### Short task 1
According to the post on foreign auto ownership in China, what ownership stake does China's current policy allow foreign partners in auto assembly joint ventures?
### Short task 2
Reproduce the part of the post on foreign auto ownership in China that opens with the words containing "Let the foreigners" and closes with "be found here.)".
### Short task 3
Take the post on foreign auto ownership in China further, starting after its final sentence.

Friday, November 12, 2010

Let's have more competition!...Just kidding!

An interesting bit of news came across the teletype today. The annual China-Europe Auto Manufacturers' Forum took place toward the end of last month (October 2010). Sometime during the discussion, the Assistant Director of the State Council's think tank, the Development Research Council, made a provocative statement that apparently freaked out a lot of people.

Let the foreigners have more than 50 percent?

The Assistant Director, Professor Liu Shijin, someone whose views on the auto industry are highly respected and influential, suggested that it was about time for China to end its 50 percent ownership restriction on foreign auto companies that invest in China. Currently, China's policy limits foreign auto assembly joint-venture (JV) partners to an ownership stake of 50 percent or less. (This only applies to whole vehicle assembly operations; parts companies may be wholly foreign-owned.)

(A Chinese source for Liu's statement and the controversy that followed may be found here.)

### Extracted information
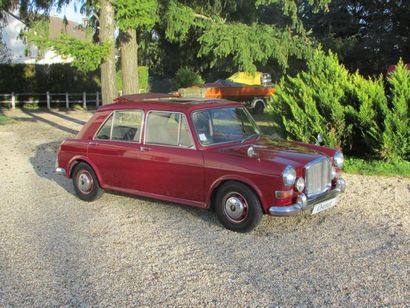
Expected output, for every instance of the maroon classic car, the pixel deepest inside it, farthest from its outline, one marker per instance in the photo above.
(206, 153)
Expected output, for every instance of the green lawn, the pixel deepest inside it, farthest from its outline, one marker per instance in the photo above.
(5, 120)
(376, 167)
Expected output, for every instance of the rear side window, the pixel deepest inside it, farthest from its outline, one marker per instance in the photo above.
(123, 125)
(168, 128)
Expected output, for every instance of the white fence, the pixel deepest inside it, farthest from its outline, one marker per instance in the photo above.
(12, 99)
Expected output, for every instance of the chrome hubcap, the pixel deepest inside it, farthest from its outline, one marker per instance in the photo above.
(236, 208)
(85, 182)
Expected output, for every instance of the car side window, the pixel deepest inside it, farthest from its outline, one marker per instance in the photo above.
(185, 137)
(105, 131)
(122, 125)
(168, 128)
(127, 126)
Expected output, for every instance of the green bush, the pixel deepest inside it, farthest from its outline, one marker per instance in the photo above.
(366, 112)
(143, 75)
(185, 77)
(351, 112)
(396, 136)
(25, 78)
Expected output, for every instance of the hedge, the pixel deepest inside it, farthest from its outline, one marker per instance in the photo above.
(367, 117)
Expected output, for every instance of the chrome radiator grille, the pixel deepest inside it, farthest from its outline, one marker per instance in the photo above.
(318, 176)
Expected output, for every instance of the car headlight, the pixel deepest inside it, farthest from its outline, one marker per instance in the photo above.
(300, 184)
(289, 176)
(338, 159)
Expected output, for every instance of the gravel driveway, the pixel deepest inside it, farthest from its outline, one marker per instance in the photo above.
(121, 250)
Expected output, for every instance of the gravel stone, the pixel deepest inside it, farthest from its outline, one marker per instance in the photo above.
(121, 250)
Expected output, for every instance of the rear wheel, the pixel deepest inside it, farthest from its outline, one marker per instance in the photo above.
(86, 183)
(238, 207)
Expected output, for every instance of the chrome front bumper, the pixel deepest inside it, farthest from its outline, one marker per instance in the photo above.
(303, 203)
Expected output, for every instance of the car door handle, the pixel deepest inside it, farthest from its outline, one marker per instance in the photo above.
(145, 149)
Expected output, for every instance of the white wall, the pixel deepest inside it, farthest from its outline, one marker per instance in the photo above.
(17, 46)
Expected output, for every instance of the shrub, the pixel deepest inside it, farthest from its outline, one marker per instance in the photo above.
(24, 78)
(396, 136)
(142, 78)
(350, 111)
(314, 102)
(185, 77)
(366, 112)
* * *
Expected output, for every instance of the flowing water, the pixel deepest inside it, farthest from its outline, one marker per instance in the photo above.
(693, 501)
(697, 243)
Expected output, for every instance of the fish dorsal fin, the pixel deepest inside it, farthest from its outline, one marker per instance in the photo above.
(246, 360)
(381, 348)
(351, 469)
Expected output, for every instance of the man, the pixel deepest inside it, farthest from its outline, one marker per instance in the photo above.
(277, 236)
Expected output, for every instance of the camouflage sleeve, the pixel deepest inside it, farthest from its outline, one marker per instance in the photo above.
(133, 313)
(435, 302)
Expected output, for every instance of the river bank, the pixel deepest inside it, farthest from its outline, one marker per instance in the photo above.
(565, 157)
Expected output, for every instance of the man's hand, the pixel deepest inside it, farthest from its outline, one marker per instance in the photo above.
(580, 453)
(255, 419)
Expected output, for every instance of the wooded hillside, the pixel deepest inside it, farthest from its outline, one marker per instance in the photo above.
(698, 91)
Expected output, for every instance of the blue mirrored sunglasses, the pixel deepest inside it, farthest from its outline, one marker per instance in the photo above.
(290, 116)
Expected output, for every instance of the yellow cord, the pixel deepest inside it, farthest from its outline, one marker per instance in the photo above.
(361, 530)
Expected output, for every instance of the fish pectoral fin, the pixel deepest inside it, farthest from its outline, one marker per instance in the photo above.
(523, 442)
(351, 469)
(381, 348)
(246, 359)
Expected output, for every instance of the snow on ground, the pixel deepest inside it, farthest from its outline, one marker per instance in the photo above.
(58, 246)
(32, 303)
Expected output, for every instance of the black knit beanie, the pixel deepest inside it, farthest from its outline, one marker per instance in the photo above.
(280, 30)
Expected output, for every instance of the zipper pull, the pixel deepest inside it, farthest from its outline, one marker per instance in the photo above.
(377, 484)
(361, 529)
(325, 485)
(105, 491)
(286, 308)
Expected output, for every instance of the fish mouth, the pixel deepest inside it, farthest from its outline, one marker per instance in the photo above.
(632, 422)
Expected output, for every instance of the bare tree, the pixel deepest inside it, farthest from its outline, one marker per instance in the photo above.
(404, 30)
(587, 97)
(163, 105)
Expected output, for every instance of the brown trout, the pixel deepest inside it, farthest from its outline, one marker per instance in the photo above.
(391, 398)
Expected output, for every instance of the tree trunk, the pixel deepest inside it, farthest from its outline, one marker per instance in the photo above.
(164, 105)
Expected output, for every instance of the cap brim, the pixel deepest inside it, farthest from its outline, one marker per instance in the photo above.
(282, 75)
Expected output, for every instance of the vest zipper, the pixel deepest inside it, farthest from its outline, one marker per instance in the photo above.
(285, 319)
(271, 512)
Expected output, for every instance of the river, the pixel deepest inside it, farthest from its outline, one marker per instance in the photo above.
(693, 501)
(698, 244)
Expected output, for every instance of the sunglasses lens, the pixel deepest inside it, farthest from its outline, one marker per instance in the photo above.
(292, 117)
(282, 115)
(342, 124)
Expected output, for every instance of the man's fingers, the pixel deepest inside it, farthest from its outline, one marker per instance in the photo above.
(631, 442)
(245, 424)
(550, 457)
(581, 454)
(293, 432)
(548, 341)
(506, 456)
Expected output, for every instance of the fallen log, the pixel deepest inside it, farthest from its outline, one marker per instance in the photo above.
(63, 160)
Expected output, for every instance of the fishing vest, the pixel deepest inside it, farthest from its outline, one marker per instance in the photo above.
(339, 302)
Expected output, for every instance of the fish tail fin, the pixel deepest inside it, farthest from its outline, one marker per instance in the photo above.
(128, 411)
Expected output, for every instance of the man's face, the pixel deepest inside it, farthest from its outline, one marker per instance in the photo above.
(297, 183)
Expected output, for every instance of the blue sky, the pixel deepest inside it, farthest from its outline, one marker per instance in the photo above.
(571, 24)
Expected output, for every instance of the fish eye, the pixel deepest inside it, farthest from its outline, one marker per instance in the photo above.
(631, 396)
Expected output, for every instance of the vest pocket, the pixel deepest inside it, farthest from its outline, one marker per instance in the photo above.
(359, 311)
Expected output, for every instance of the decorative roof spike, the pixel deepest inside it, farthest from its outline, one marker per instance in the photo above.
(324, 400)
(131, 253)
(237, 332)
---
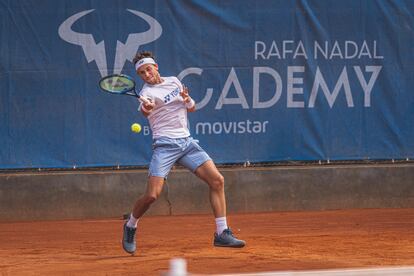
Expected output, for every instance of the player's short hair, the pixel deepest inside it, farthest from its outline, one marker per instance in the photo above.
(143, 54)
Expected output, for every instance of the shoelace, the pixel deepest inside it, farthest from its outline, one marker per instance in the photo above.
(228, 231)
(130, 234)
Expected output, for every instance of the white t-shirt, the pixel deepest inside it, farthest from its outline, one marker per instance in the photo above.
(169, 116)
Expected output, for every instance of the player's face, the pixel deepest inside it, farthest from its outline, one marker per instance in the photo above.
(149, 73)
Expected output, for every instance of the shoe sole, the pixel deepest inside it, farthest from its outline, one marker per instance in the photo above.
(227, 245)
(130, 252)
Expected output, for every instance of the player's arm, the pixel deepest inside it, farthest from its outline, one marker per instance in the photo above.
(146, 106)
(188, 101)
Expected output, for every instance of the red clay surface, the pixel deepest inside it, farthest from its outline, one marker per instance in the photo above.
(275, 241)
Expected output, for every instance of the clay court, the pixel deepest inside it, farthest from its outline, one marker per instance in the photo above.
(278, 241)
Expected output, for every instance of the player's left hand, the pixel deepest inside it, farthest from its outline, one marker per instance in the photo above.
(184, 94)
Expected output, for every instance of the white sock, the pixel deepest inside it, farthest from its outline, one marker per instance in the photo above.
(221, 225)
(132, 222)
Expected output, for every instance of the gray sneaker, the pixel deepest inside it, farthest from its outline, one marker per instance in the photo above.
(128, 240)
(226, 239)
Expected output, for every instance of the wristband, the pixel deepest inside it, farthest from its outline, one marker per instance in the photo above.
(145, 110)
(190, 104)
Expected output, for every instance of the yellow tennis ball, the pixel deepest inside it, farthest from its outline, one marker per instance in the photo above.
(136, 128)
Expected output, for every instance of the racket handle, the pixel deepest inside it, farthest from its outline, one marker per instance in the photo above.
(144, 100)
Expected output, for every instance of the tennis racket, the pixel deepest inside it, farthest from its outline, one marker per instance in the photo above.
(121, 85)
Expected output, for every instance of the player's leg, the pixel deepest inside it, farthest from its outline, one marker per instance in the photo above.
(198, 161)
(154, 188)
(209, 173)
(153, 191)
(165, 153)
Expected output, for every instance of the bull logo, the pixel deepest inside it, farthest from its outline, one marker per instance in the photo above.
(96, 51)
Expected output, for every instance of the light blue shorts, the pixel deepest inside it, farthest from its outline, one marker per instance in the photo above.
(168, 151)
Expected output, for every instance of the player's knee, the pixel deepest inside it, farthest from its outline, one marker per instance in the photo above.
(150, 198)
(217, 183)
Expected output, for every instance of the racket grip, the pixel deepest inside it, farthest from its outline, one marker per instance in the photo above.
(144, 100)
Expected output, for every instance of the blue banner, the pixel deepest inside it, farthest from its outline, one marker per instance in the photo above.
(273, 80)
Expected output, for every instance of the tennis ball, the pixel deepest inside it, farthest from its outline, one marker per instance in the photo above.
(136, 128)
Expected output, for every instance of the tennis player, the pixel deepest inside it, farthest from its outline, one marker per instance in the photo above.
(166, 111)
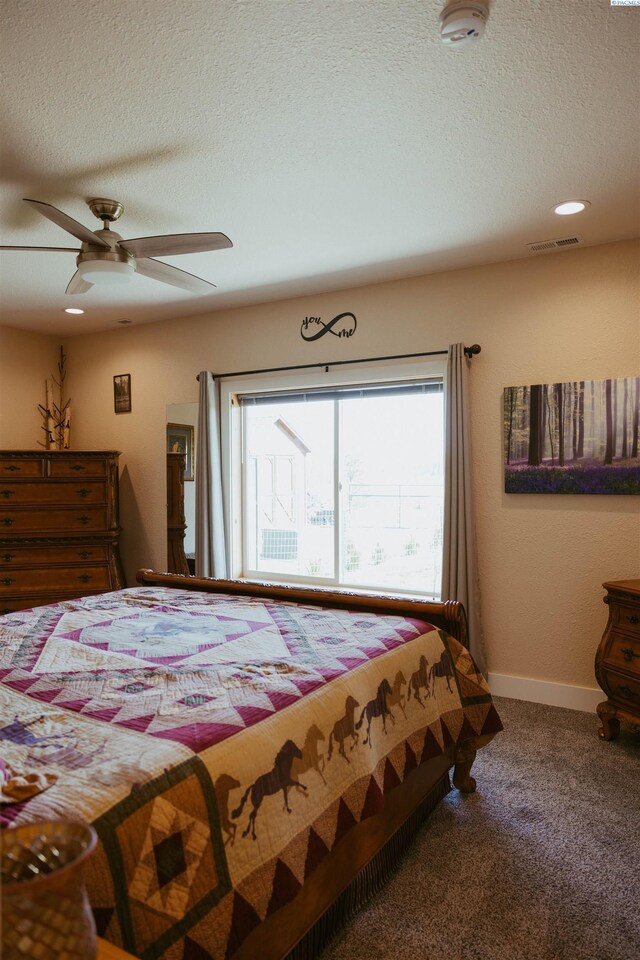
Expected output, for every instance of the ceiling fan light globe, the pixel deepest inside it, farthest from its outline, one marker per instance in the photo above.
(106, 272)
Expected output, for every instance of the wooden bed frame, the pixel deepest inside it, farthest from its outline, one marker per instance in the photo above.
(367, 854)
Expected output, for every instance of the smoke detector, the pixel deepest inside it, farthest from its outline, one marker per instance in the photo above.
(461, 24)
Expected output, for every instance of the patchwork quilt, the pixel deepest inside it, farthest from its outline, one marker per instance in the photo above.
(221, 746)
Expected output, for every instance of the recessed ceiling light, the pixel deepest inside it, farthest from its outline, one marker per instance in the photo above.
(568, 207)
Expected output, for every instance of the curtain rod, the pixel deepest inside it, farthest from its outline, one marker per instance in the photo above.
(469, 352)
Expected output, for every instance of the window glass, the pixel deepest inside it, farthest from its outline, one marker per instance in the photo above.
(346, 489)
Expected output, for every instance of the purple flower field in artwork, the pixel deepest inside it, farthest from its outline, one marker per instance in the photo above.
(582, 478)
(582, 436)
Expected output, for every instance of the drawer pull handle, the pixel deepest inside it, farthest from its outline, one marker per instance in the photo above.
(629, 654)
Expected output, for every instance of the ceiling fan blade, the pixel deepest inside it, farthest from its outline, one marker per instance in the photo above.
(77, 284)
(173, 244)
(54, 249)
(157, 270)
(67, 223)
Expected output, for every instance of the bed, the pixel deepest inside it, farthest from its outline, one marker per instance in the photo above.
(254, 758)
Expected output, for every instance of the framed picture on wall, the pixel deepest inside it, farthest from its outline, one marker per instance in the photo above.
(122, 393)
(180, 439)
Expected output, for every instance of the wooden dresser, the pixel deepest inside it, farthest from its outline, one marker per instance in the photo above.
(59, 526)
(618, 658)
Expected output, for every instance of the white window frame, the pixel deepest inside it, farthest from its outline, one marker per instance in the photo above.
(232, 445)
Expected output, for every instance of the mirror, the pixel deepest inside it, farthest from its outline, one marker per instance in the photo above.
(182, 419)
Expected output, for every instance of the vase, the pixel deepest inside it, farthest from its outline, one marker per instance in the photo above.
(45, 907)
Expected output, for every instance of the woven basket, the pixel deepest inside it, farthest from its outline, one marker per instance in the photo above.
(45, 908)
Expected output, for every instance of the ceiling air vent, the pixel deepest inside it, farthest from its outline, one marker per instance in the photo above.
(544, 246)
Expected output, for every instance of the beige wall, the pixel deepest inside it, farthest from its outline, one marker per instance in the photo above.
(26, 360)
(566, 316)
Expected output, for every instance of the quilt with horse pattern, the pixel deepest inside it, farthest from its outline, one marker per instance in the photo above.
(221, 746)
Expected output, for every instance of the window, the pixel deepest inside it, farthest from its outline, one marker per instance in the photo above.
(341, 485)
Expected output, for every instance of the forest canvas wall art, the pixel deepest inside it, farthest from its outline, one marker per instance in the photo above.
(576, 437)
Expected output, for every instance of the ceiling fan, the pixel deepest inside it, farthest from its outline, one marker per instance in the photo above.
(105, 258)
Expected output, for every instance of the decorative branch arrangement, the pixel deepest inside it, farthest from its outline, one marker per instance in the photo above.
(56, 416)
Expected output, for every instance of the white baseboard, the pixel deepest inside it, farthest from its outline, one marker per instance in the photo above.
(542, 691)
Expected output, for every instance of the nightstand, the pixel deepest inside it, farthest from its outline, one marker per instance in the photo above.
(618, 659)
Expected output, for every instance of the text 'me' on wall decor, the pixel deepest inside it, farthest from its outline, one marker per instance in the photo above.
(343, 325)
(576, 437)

### Answer 1
An ownership stake of 50 percent or less.

### Answer 2
Let the foreigners have more than 50 percent?

The Assistant Director, Professor Liu Shijin, someone whose views on the auto industry are highly respected and influential, suggested that it was about time for China to end its 50 percent ownership restriction on foreign auto companies that invest in China. Currently, China's policy limits foreign auto assembly joint-venture (JV) partners to an ownership stake of 50 percent or less. (This only applies to whole vehicle assembly operations; parts companies may be wholly foreign-owned.)

(A Chinese source for Liu's statement and the controversy that followed may be found here.)

### Answer 3
According to a writer for China's "First Finance" website, "the audience members with blonde hair and blue eyes applauded and nodded in agreement, while those with dark hair and dark eyes shook their heads [in disagreement]." I think what the writer intended to convey was that the foreigners in the audience agreed with Liu and the Chinese did not.

No! We're still not ready!

The Chinese arguments against Liu echoed those made prior to China’s joining the WTO: the Chinese auto industry is not yet mature enough to take on the foreigners head-on. If restrictions were lifted, foreigners would completely occupy China’s market to the exclusion of the Chinese manufacturers.

However, there was at least one Chinese auto executive who fully agreed with Liu: Li Shufu, Chairman of Geely. Li was later quoted:
Only complete lifting of the restrictions [on foreign investment] will help the development of the Chinese auto industry. The current policy of the 50 percent limit on foreign investment is disadvantageous; it does not protect the Chinese auto industry at all. On the contrary, it restricts foreign car companies from entering China.
Reflecting a refrain that Li has been preaching for years, he continues to be so confident in his company’s ability to compete with foreign producers (especially now that Geely owns Volvo) that he welcomes increased competition. (Here's a post on this blog from March of 2009 where Li lays out his argument that the private firms will eventually triumph over the SOEs.)

What Li most likely expects is that increased foreign competition within China would more quickly drive out the weaker competitors. That, of course, is anathema to the central government.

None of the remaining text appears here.